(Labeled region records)
----------------
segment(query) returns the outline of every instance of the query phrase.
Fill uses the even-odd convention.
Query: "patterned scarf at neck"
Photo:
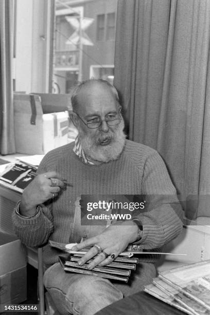
[[[91,162],[91,161],[87,157],[84,153],[81,145],[81,143],[79,139],[79,136],[77,136],[75,139],[75,144],[73,151],[75,153],[82,161],[82,162],[84,162],[84,163],[85,163],[85,164],[94,165],[94,163]]]

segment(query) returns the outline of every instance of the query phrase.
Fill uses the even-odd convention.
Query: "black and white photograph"
[[[0,0],[0,314],[210,315],[210,0]]]

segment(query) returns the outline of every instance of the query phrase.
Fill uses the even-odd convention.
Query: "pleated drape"
[[[15,152],[13,107],[13,1],[0,1],[0,153]]]
[[[210,216],[209,39],[208,0],[118,0],[114,85],[129,137],[157,150],[190,219]]]

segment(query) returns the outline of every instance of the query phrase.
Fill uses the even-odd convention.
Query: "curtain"
[[[189,219],[210,217],[209,38],[209,0],[118,0],[114,84],[129,137],[160,153]]]
[[[14,135],[12,62],[13,0],[0,1],[0,153],[15,152]]]

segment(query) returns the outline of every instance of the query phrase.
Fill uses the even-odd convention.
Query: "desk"
[[[95,315],[183,315],[185,313],[144,291],[107,306]]]

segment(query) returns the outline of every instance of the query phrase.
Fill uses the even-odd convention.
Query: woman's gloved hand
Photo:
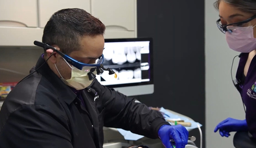
[[[184,148],[188,144],[188,131],[181,125],[162,125],[158,131],[158,135],[166,148],[173,148],[170,139],[174,140],[176,148]]]
[[[230,133],[232,131],[247,131],[248,127],[246,120],[240,120],[228,118],[219,123],[215,128],[214,132],[219,130],[221,136],[228,137],[230,136]]]

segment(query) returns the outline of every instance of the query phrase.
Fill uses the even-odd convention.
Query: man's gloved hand
[[[222,136],[228,137],[230,136],[230,132],[232,131],[247,131],[248,127],[246,120],[240,120],[228,118],[219,123],[215,128],[214,132],[219,130],[220,134]]]
[[[174,140],[176,148],[184,148],[188,144],[188,131],[181,125],[163,125],[158,131],[158,135],[166,148],[173,148],[170,139]]]

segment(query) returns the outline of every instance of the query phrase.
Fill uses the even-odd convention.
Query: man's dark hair
[[[84,10],[64,9],[55,12],[47,22],[42,41],[58,46],[68,55],[80,49],[81,37],[103,35],[105,29],[100,20]]]
[[[231,4],[244,12],[256,15],[255,0],[216,0],[213,5],[217,10],[219,9],[219,5],[221,1]]]

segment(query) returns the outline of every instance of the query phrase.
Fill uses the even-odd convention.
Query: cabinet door
[[[52,15],[66,8],[80,8],[91,13],[90,0],[39,0],[40,27],[44,28]]]
[[[0,0],[0,26],[38,27],[36,0]]]
[[[91,0],[91,14],[111,29],[135,29],[135,0]],[[113,28],[116,28],[115,29]]]
[[[106,30],[104,35],[105,38],[135,38],[137,35],[133,31]]]

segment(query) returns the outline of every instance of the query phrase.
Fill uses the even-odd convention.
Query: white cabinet
[[[91,14],[98,18],[106,29],[135,29],[135,0],[91,0]]]
[[[53,13],[64,9],[80,8],[90,13],[90,0],[39,0],[39,27],[44,27],[46,23]]]
[[[135,31],[124,30],[111,30],[106,29],[105,31],[104,38],[134,38],[137,37]]]
[[[0,26],[0,46],[34,46],[34,41],[42,41],[43,30],[39,28]]]
[[[34,46],[52,15],[67,8],[98,18],[106,26],[106,38],[136,38],[136,0],[0,0],[0,46]]]
[[[36,0],[0,0],[0,26],[38,26]]]

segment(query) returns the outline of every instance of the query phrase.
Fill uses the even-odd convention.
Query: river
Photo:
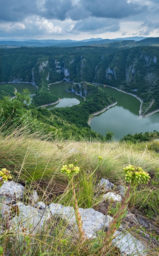
[[[28,88],[32,93],[31,97],[37,90],[35,86],[30,84],[12,84],[19,92],[24,88]],[[83,101],[82,97],[66,92],[65,89],[70,85],[70,83],[65,81],[50,85],[49,90],[60,98],[61,101],[55,105],[48,106],[48,109],[55,107],[71,106]],[[140,102],[135,97],[108,86],[99,86],[114,96],[118,103],[93,117],[89,124],[92,130],[103,136],[110,130],[114,132],[114,137],[116,139],[119,139],[129,133],[150,132],[154,130],[159,131],[159,112],[145,118],[139,119]]]

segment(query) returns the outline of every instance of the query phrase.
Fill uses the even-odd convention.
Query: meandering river
[[[24,88],[28,88],[32,94],[35,93],[36,88],[30,84],[13,83],[18,92]],[[77,105],[83,99],[74,93],[68,92],[65,89],[70,83],[64,81],[50,85],[49,90],[57,95],[61,101],[56,105],[48,106],[49,109],[53,107],[71,106]],[[122,138],[129,133],[159,131],[159,112],[145,118],[139,119],[140,101],[135,97],[108,86],[100,85],[108,93],[113,96],[118,103],[105,112],[95,116],[91,120],[90,126],[92,130],[105,136],[110,130],[114,132],[117,139]]]

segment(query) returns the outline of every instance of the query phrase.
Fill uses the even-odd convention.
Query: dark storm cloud
[[[0,36],[157,34],[159,0],[0,0]],[[128,32],[129,31],[129,32]],[[145,34],[146,33],[146,34]],[[111,34],[111,36],[113,34]]]
[[[77,22],[74,29],[83,31],[98,30],[100,33],[104,33],[106,31],[118,31],[120,28],[119,22],[117,20],[89,17]]]
[[[129,3],[126,0],[81,0],[85,9],[91,16],[97,17],[120,18],[135,15],[145,11],[146,5]]]
[[[0,20],[22,20],[31,15],[47,19],[74,20],[87,18],[120,18],[144,11],[146,5],[126,0],[1,0]]]
[[[46,0],[44,5],[45,10],[42,16],[48,19],[64,20],[68,17],[68,12],[72,9],[72,0]]]
[[[36,1],[0,0],[0,20],[20,21],[37,12]]]

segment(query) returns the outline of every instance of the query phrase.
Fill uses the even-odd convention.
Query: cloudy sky
[[[159,0],[0,0],[0,38],[159,36]]]

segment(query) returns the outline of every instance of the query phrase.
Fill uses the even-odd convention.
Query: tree
[[[27,89],[23,90],[22,94],[16,93],[15,97],[11,99],[5,97],[0,101],[0,126],[6,128],[13,125],[18,126],[20,124],[26,125],[27,123],[32,123],[31,112],[28,110],[27,106],[30,99],[30,94]]]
----------------
- [Directive]: Filter the lines above, keeping every one that contains the word "white", and copy those lines. Case counts.

- [Exercise answer]:
Query: "black and white photograph"
Query: white cabinet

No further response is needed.